*** Opening of RECORDS FOR THIS EXERCISE ***

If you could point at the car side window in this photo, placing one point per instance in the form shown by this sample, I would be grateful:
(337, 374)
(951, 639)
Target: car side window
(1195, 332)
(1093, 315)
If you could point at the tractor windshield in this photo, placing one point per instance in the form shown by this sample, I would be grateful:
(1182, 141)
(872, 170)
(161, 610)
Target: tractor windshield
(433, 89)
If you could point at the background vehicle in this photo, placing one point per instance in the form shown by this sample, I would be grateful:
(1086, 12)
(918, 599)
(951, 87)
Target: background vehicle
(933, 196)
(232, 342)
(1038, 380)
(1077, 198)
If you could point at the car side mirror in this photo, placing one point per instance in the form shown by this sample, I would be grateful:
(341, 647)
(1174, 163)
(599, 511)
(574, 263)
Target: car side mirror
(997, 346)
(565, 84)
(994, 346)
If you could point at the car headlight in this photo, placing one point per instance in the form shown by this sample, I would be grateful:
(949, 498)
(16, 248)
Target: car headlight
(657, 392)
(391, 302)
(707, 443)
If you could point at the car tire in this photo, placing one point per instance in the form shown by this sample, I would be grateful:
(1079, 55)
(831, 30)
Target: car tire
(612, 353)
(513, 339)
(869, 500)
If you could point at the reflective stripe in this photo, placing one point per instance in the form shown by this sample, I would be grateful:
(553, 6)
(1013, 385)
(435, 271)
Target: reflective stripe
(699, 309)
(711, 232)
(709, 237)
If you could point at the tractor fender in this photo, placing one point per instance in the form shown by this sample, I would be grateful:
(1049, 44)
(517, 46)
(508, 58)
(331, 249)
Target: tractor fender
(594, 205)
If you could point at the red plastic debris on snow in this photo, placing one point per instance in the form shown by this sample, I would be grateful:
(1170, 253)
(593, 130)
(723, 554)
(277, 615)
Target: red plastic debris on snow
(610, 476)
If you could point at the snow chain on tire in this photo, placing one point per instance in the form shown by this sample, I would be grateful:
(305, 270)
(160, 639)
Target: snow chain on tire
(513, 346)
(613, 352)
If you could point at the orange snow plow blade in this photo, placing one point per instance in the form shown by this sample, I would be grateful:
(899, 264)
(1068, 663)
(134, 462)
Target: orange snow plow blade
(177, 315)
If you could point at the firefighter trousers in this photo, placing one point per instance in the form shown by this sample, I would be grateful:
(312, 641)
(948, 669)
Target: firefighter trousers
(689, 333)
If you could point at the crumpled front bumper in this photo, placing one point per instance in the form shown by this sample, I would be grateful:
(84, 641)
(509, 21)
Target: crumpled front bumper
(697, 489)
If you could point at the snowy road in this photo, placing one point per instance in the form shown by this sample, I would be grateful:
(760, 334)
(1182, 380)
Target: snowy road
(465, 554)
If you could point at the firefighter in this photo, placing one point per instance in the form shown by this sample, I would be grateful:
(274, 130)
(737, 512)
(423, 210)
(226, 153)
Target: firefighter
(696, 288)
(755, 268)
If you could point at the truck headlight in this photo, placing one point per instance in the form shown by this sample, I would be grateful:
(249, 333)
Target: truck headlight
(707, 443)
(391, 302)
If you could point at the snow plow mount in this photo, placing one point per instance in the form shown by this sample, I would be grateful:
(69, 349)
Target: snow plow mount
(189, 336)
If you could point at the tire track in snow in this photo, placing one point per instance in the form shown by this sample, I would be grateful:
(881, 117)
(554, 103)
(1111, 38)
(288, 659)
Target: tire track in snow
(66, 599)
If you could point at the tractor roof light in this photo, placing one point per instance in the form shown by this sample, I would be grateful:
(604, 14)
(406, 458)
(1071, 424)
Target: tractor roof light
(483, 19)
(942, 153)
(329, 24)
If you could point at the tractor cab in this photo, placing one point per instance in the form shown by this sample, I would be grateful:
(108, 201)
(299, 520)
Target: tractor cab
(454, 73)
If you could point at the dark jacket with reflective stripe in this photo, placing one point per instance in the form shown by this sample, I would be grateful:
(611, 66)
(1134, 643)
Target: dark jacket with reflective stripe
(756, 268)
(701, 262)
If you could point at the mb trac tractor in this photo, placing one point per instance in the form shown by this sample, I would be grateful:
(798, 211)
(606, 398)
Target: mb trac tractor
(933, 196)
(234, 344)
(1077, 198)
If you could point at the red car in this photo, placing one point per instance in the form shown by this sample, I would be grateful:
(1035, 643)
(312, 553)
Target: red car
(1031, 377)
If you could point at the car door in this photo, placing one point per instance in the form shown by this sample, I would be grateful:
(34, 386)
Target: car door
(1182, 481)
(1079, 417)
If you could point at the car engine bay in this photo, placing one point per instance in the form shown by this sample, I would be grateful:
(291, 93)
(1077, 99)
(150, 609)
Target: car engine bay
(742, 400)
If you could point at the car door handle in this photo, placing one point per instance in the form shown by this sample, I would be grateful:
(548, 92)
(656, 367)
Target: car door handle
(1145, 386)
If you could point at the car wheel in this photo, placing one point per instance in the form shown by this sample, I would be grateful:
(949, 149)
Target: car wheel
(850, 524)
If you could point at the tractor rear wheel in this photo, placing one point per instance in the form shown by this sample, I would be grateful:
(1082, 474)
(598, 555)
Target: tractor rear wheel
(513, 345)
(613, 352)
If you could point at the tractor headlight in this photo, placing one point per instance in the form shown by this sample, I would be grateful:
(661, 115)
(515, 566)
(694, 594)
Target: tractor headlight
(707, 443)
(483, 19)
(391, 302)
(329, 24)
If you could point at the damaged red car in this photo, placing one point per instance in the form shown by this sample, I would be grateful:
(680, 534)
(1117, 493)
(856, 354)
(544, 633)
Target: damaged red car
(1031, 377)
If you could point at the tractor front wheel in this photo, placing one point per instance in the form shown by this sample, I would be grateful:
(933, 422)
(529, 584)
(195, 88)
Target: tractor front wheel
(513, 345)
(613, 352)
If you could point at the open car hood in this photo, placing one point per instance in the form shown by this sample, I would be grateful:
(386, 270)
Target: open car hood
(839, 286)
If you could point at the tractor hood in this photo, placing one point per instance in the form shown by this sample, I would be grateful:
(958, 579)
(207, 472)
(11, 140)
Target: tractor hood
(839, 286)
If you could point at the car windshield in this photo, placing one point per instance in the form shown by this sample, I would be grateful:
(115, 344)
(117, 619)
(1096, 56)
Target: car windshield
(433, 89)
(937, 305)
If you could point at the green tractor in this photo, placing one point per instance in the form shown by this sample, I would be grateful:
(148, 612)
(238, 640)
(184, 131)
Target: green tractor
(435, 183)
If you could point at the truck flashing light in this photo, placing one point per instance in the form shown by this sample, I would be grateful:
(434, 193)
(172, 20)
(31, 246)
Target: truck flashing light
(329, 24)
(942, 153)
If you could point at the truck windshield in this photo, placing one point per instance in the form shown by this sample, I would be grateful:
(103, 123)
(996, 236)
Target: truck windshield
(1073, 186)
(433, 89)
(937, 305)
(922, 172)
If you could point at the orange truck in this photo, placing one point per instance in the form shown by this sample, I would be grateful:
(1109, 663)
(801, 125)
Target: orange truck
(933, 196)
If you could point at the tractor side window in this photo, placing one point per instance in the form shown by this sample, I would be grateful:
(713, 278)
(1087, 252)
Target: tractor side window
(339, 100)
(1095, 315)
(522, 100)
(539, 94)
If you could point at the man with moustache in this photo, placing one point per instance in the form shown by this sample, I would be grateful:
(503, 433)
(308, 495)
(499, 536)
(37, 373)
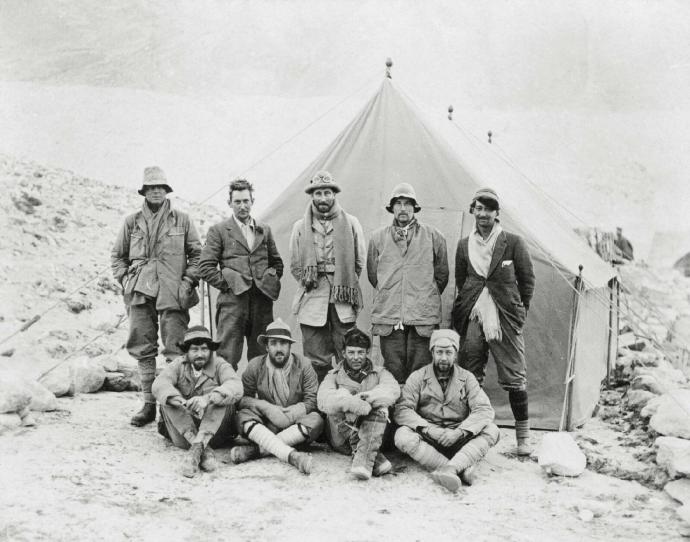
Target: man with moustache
(155, 258)
(407, 264)
(356, 397)
(241, 260)
(495, 281)
(327, 253)
(278, 410)
(197, 393)
(445, 417)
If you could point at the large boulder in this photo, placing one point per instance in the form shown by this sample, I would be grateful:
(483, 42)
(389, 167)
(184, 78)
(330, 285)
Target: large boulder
(560, 455)
(672, 417)
(673, 454)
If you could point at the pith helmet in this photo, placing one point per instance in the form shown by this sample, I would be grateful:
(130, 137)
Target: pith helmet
(403, 190)
(154, 176)
(322, 179)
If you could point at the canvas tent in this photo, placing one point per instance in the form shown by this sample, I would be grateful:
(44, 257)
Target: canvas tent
(388, 143)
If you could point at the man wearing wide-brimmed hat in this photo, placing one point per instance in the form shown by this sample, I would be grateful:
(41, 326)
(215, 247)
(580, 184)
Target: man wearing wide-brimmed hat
(445, 418)
(495, 282)
(155, 259)
(198, 393)
(327, 255)
(278, 410)
(407, 264)
(241, 260)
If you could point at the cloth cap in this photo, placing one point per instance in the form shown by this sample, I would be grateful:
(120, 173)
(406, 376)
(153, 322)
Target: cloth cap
(196, 333)
(443, 338)
(154, 176)
(276, 330)
(403, 190)
(489, 193)
(322, 179)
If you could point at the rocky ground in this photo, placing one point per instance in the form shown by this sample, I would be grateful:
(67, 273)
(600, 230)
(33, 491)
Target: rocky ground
(82, 472)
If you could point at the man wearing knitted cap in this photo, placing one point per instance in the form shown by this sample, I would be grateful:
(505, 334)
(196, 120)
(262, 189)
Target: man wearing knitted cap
(197, 393)
(407, 264)
(445, 418)
(155, 259)
(327, 252)
(495, 281)
(278, 410)
(356, 397)
(241, 260)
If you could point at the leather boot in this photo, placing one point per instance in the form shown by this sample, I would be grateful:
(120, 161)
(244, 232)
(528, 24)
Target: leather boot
(146, 415)
(300, 460)
(190, 465)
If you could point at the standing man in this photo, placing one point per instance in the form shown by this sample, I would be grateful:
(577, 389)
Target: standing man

*** Close of RECORDS FOR THIS EXERCISE ***

### DIRECTIONS
If a line above includes the string "standing", pick it out.

### ANSWER SPACE
If you could point at the standing man in this photo, placing one point per instance in the form shown by this sample, I would be grateful:
Target: standing man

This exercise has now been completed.